━━ TASK INPUTS ━━

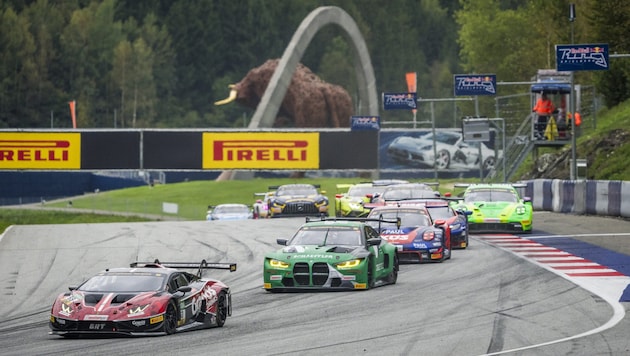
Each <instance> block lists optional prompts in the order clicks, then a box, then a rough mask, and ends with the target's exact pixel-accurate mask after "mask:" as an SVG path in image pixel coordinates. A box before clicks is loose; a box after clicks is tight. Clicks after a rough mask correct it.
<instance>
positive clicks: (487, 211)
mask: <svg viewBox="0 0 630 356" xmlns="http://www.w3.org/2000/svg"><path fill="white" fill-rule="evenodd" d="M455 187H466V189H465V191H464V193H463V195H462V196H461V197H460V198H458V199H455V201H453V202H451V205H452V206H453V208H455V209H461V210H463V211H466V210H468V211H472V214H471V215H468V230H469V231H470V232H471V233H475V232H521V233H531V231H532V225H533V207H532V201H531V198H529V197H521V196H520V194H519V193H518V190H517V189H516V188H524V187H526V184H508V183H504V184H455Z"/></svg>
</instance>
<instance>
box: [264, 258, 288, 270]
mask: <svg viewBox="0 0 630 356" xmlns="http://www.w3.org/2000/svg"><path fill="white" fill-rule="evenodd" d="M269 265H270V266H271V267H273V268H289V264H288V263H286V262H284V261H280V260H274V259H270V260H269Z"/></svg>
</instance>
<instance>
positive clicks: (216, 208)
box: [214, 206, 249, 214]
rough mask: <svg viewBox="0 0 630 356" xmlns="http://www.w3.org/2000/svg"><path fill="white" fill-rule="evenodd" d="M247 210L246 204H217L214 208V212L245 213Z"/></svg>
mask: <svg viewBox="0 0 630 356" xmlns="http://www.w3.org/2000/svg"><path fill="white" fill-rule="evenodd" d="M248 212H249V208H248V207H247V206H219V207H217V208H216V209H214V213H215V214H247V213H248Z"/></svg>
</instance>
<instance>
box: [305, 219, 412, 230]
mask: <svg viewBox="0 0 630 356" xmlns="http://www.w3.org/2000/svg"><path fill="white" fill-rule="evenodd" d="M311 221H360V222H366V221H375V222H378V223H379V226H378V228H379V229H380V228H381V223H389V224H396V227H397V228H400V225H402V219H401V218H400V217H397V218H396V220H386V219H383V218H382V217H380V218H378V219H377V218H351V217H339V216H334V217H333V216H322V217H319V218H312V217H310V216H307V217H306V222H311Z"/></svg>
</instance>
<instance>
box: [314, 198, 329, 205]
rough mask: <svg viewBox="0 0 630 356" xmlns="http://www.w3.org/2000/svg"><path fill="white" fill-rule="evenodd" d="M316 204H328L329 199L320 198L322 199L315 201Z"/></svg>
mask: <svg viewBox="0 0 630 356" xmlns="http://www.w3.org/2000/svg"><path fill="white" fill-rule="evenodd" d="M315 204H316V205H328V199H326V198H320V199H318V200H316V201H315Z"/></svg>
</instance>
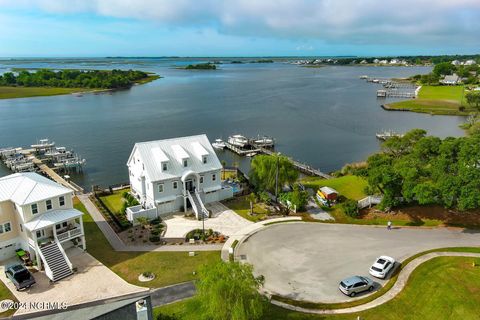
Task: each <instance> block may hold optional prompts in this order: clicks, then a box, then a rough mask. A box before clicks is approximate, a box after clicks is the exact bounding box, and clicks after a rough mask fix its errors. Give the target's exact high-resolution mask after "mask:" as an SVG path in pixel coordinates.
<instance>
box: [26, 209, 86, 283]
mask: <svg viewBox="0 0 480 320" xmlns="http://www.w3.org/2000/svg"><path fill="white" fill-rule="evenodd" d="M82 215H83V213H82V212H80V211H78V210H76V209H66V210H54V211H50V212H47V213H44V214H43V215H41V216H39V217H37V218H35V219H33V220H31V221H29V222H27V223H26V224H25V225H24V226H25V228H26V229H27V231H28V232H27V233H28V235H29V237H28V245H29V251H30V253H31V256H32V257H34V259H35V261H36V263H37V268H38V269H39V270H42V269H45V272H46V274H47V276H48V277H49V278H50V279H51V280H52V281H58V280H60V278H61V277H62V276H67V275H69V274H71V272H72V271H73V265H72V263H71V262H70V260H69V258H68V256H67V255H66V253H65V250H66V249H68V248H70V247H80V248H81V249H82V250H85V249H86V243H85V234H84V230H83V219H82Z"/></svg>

━━━
━━ TASK INPUTS ━━

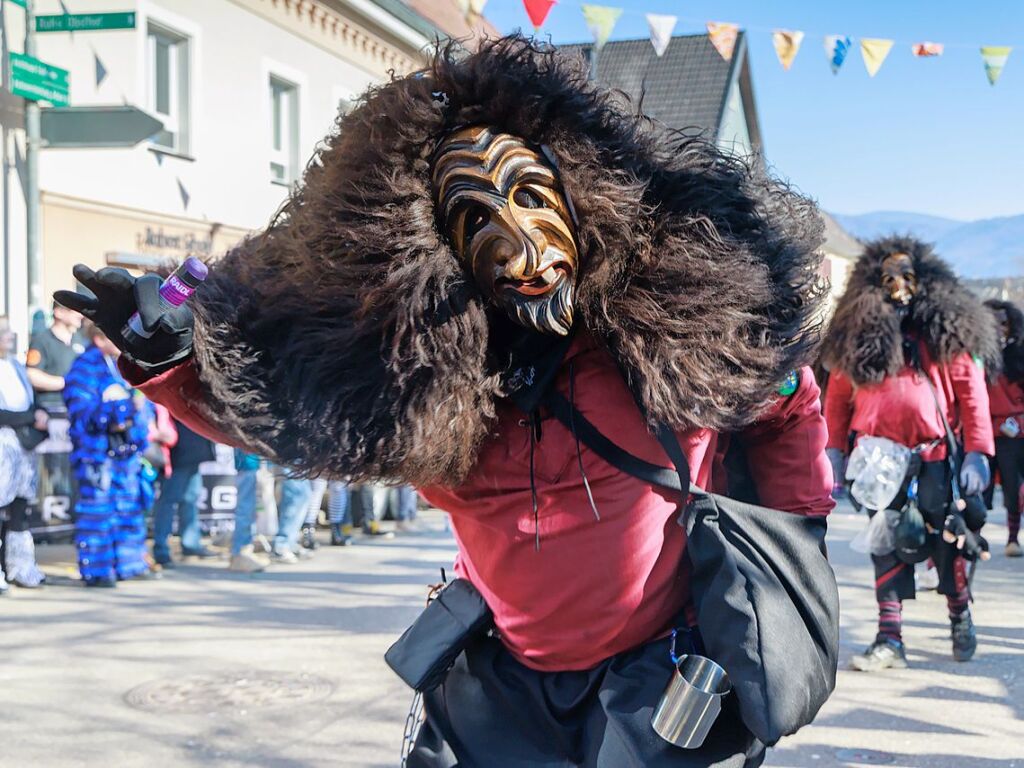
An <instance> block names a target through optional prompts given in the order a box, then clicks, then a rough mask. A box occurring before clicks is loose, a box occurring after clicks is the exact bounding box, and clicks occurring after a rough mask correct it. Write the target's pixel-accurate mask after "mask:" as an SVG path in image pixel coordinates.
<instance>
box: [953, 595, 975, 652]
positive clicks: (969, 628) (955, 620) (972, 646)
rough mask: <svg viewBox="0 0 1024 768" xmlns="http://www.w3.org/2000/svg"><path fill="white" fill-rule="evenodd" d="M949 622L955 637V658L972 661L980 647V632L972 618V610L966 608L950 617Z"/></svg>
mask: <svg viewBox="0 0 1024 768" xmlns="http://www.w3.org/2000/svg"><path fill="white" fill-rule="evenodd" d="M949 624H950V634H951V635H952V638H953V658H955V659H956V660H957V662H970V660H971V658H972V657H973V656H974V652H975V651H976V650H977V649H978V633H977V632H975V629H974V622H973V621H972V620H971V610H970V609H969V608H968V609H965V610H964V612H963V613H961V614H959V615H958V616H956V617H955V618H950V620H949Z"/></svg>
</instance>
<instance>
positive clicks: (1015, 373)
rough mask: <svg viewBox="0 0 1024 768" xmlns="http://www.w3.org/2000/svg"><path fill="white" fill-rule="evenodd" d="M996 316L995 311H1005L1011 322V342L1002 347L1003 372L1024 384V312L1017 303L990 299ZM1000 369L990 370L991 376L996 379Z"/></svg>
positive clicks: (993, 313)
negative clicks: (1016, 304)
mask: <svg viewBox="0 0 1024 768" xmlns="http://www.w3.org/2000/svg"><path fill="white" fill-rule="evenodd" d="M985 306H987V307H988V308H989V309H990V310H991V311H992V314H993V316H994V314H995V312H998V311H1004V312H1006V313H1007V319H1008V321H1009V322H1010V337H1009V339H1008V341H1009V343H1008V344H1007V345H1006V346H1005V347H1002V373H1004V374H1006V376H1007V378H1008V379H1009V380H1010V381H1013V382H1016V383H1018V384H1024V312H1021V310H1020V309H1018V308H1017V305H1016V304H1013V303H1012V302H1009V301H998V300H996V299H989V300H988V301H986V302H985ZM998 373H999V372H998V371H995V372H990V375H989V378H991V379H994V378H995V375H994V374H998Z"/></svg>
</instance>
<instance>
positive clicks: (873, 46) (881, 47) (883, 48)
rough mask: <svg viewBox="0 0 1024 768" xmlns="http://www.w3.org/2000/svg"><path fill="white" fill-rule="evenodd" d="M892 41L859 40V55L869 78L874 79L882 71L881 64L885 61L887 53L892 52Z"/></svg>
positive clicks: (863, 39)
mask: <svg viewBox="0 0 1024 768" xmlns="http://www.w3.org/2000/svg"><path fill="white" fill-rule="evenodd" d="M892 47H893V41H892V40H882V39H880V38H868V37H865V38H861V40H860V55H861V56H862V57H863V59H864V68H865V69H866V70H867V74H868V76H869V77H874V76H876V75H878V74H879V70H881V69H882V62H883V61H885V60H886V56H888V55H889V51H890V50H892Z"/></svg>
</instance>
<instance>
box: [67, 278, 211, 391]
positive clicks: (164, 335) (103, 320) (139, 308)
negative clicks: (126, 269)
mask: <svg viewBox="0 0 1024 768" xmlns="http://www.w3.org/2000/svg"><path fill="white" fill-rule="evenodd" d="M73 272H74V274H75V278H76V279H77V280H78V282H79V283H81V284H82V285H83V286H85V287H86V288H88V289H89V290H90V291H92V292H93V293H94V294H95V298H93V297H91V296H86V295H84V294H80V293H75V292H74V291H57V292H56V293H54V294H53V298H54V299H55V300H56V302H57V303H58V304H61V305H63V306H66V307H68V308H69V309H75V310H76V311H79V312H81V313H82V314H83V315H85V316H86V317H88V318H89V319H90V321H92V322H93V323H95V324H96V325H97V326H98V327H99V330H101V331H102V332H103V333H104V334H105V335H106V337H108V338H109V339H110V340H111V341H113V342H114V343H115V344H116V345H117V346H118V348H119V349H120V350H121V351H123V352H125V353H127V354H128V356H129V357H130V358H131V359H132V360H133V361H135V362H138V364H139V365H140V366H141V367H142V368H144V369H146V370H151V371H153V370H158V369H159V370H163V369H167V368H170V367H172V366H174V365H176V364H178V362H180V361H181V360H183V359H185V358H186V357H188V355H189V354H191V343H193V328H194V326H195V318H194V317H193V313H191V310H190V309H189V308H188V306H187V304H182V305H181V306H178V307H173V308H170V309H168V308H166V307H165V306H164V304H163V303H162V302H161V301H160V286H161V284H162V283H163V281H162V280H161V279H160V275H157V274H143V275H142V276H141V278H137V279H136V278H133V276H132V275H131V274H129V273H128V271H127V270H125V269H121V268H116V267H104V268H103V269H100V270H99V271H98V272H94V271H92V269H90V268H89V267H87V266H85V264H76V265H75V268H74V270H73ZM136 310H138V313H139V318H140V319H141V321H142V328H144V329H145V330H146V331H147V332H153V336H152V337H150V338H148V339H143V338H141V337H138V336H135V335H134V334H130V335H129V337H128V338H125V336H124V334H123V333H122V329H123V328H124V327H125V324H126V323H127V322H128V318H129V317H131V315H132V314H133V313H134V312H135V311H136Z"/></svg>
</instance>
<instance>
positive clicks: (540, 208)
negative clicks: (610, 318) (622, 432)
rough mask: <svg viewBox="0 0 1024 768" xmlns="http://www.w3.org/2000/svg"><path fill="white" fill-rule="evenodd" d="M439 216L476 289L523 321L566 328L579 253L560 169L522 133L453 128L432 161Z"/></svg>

━━━

## PROMPT
Please count the lines of the data above that contain the string "positive", where case counts, and give only the number.

## TASK SOLUTION
9